## [DO THIS]
Lay out every line of the records below as a JSON list of strings, one string per line, and leave out the blank lines.

## [GIVEN DATA]

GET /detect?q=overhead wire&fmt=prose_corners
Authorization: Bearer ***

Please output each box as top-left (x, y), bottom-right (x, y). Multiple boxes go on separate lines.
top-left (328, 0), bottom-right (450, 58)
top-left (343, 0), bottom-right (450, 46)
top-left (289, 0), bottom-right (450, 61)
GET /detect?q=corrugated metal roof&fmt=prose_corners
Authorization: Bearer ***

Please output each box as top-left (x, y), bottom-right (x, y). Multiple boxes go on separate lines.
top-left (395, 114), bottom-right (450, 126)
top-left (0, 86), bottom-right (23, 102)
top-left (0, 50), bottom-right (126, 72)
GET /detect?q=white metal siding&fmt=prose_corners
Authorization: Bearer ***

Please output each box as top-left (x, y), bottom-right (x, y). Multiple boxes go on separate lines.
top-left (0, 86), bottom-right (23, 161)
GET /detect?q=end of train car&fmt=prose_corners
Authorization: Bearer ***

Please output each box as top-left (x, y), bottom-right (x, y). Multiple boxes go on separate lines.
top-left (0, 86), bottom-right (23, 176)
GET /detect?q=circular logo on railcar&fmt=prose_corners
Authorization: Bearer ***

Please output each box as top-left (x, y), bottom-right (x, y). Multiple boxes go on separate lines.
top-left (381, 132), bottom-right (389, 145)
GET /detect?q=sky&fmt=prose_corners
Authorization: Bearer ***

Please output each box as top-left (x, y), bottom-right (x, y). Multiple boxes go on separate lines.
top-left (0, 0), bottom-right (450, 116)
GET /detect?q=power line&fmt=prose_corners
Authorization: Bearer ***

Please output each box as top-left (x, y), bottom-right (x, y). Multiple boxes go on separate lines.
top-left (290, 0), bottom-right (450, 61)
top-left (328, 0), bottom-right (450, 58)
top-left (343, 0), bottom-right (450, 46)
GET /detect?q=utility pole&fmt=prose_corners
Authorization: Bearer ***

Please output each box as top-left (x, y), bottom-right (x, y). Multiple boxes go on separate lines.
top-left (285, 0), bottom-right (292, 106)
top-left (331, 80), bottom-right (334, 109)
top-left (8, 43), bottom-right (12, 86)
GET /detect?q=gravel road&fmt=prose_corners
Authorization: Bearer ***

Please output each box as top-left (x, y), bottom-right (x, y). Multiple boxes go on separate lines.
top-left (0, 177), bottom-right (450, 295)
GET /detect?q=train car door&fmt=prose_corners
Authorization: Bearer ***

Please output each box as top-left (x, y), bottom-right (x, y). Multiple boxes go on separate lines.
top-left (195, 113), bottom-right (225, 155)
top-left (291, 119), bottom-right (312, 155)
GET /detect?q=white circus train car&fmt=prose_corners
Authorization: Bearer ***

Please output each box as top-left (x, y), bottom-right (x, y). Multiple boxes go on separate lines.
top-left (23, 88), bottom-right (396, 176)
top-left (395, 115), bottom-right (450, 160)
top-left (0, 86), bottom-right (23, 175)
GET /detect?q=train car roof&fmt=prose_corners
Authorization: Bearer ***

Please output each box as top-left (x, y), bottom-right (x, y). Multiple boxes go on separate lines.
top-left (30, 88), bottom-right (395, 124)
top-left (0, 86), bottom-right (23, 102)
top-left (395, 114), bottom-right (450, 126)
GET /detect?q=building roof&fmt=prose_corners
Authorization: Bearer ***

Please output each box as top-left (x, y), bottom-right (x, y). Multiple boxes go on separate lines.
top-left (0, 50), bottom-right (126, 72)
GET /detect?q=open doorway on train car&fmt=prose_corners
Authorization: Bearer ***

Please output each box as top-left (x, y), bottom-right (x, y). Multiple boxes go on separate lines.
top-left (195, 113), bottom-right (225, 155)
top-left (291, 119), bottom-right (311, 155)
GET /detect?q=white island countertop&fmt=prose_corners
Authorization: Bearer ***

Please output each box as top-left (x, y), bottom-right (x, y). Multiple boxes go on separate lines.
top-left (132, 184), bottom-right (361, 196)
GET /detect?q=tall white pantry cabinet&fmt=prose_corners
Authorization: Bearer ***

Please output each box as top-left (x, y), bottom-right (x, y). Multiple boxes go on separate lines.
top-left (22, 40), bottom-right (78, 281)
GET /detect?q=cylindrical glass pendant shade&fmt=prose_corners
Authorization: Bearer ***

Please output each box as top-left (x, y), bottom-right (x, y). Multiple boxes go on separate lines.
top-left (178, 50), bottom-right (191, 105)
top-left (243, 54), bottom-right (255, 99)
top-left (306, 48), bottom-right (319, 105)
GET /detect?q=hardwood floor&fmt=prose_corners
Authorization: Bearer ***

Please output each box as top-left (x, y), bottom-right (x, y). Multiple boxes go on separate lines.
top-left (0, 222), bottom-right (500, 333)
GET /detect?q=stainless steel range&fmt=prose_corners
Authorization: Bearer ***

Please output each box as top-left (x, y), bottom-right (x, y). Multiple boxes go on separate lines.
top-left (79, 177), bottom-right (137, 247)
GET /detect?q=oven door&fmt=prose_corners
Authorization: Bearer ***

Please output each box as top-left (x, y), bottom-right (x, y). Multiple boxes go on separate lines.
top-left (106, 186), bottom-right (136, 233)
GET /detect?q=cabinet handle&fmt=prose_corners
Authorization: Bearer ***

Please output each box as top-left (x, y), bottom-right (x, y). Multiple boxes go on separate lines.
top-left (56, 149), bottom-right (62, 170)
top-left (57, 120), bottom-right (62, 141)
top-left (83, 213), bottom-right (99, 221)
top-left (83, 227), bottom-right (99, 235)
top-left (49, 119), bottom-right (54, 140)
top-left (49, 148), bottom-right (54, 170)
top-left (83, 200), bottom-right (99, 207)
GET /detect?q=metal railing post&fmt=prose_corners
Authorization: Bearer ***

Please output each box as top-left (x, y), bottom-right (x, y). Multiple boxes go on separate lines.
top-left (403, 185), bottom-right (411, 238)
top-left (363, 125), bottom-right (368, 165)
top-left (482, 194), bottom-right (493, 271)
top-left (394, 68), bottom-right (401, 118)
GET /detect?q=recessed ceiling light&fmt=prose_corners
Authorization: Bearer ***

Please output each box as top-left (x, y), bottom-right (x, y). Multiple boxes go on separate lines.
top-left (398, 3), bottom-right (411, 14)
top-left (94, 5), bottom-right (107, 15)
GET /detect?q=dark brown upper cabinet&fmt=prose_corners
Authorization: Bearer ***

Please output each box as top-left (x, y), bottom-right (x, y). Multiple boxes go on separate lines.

## [RESULT]
[
  "GET /detect?q=overhead wire&fmt=prose_corners",
  "Authorization: Bearer ***",
  "Please output each box as top-left (x, y), bottom-right (x, y). Multiple boxes go on separate lines.",
  "top-left (328, 0), bottom-right (450, 58)",
  "top-left (343, 0), bottom-right (450, 46)",
  "top-left (289, 0), bottom-right (450, 61)",
  "GET /detect?q=corrugated metal roof&fmt=prose_corners",
  "Authorization: Bearer ***",
  "Please output each box as top-left (x, y), bottom-right (x, y). Multiple boxes go on separate lines.",
  "top-left (395, 114), bottom-right (450, 126)",
  "top-left (0, 86), bottom-right (23, 102)",
  "top-left (0, 50), bottom-right (126, 72)",
  "GET /detect?q=white metal siding&fmt=prose_corners",
  "Authorization: Bearer ***",
  "Please output each box as top-left (x, y), bottom-right (x, y). Multiple boxes go on separate lines.",
  "top-left (0, 86), bottom-right (23, 161)",
  "GET /detect?q=end of train car&fmt=prose_corners",
  "Authorization: Bearer ***",
  "Please output each box as top-left (x, y), bottom-right (x, y). Multiple boxes go on separate lines.",
  "top-left (0, 86), bottom-right (23, 176)",
  "GET /detect?q=circular logo on railcar&fmt=prose_corners",
  "Authorization: Bearer ***",
  "Please output each box as top-left (x, y), bottom-right (x, y). Multiple boxes go on separate lines.",
  "top-left (381, 132), bottom-right (389, 145)",
  "GET /detect?q=sky&fmt=prose_corners",
  "Authorization: Bearer ***",
  "Please output each box as top-left (x, y), bottom-right (x, y). Multiple boxes go on separate lines.",
  "top-left (0, 0), bottom-right (450, 116)",
  "GET /detect?q=power line&fmt=prose_corners",
  "Authorization: Bearer ***",
  "Please output each box as top-left (x, y), bottom-right (x, y). Multiple boxes go on separate lines.",
  "top-left (290, 0), bottom-right (450, 61)",
  "top-left (328, 0), bottom-right (450, 58)",
  "top-left (343, 0), bottom-right (450, 46)",
  "GET /detect?q=utility pole&fmt=prose_corners",
  "Authorization: Bearer ***",
  "Please output each box as top-left (x, y), bottom-right (x, y). Multiple boxes go on separate lines.",
  "top-left (285, 0), bottom-right (292, 106)",
  "top-left (331, 80), bottom-right (334, 109)",
  "top-left (8, 43), bottom-right (12, 86)",
  "GET /detect?q=gravel road&fmt=prose_corners",
  "Authorization: Bearer ***",
  "Please output each box as top-left (x, y), bottom-right (x, y). Multiple boxes go on separate lines.",
  "top-left (0, 177), bottom-right (450, 295)",
  "GET /detect?q=train car door&fmt=prose_corners",
  "Authorization: Bearer ***",
  "Please output each box as top-left (x, y), bottom-right (x, y). Multiple boxes go on separate lines.",
  "top-left (195, 113), bottom-right (225, 155)",
  "top-left (291, 119), bottom-right (312, 155)",
  "GET /detect?q=white circus train car&fmt=prose_corners",
  "Authorization: Bearer ***",
  "Please output each box as top-left (x, y), bottom-right (x, y). Multiple boxes go on separate lines.",
  "top-left (23, 88), bottom-right (396, 176)",
  "top-left (395, 115), bottom-right (450, 160)",
  "top-left (0, 86), bottom-right (23, 175)",
  "GET /detect?q=train car roof&fmt=prose_corners",
  "Authorization: Bearer ***",
  "Please output each box as top-left (x, y), bottom-right (x, y). Multiple boxes go on separate lines.",
  "top-left (30, 88), bottom-right (395, 124)",
  "top-left (0, 86), bottom-right (23, 102)",
  "top-left (395, 114), bottom-right (450, 126)",
  "GET /detect?q=building roof&fmt=prose_corners",
  "Authorization: Bearer ***",
  "Please output each box as top-left (x, y), bottom-right (x, y). Multiple boxes go on separate lines.",
  "top-left (0, 50), bottom-right (126, 72)",
  "GET /detect?q=open doorway on train car&fmt=prose_corners",
  "Authorization: Bearer ***",
  "Please output each box as top-left (x, y), bottom-right (x, y). Multiple boxes go on separate lines.",
  "top-left (195, 113), bottom-right (225, 155)",
  "top-left (291, 119), bottom-right (311, 155)",
  "GET /detect?q=white island countertop&fmt=prose_corners",
  "Authorization: Bearer ***",
  "Please output each box as top-left (x, y), bottom-right (x, y). Multiple boxes go on separate lines.",
  "top-left (132, 184), bottom-right (361, 196)",
  "GET /detect?q=tall white pantry cabinet&fmt=prose_corners",
  "Authorization: Bearer ***",
  "Please output each box as top-left (x, y), bottom-right (x, y). Multiple boxes go on separate lines.",
  "top-left (22, 40), bottom-right (78, 281)",
  "GET /detect?q=cylindrical glass pendant shade&fmt=prose_corners",
  "Authorization: Bearer ***",
  "Please output each box as top-left (x, y), bottom-right (x, y). Multiple boxes go on separate lines.",
  "top-left (178, 50), bottom-right (191, 105)",
  "top-left (243, 54), bottom-right (255, 99)",
  "top-left (306, 48), bottom-right (319, 105)",
  "GET /detect?q=hardwood floor&fmt=prose_corners",
  "Authorization: Bearer ***",
  "Please output each box as top-left (x, y), bottom-right (x, y). Multiple boxes go on separate lines.",
  "top-left (0, 222), bottom-right (500, 333)",
  "GET /detect?q=stainless steel range&fmt=prose_corners",
  "Authorization: Bearer ***",
  "Please output each box as top-left (x, y), bottom-right (x, y). Multiple boxes go on separate lines.",
  "top-left (79, 177), bottom-right (137, 247)",
  "GET /detect?q=oven door&fmt=prose_corners",
  "Authorization: Bearer ***",
  "Please output each box as top-left (x, y), bottom-right (x, y). Multiple boxes go on separate lines.",
  "top-left (106, 186), bottom-right (136, 233)",
  "GET /detect?q=cabinet handle&fmt=prose_corners",
  "Authorization: Bearer ***",
  "Please output each box as top-left (x, y), bottom-right (x, y). Multiple boxes go on separate lines.",
  "top-left (56, 149), bottom-right (62, 170)",
  "top-left (57, 120), bottom-right (62, 141)",
  "top-left (83, 213), bottom-right (99, 221)",
  "top-left (83, 227), bottom-right (99, 235)",
  "top-left (49, 119), bottom-right (54, 140)",
  "top-left (49, 148), bottom-right (54, 170)",
  "top-left (83, 200), bottom-right (99, 207)",
  "GET /detect?q=metal railing post&fmt=prose_corners",
  "Authorization: Bearer ***",
  "Please output each box as top-left (x, y), bottom-right (x, y). Multiple boxes go on separate lines.",
  "top-left (403, 185), bottom-right (411, 238)",
  "top-left (363, 125), bottom-right (368, 165)",
  "top-left (482, 194), bottom-right (493, 271)",
  "top-left (394, 68), bottom-right (401, 118)",
  "GET /detect?q=recessed ceiling light&fmt=prose_corners",
  "Authorization: Bearer ***",
  "Please output each box as top-left (x, y), bottom-right (x, y). Multiple boxes go on separate lines.",
  "top-left (398, 3), bottom-right (411, 14)",
  "top-left (94, 5), bottom-right (107, 15)",
  "GET /detect?q=dark brown upper cabinet&fmt=prose_corners",
  "Authorization: Bearer ***",
  "Please output each box as top-left (x, y), bottom-right (x, y). Multiple boxes go on separate lines."
]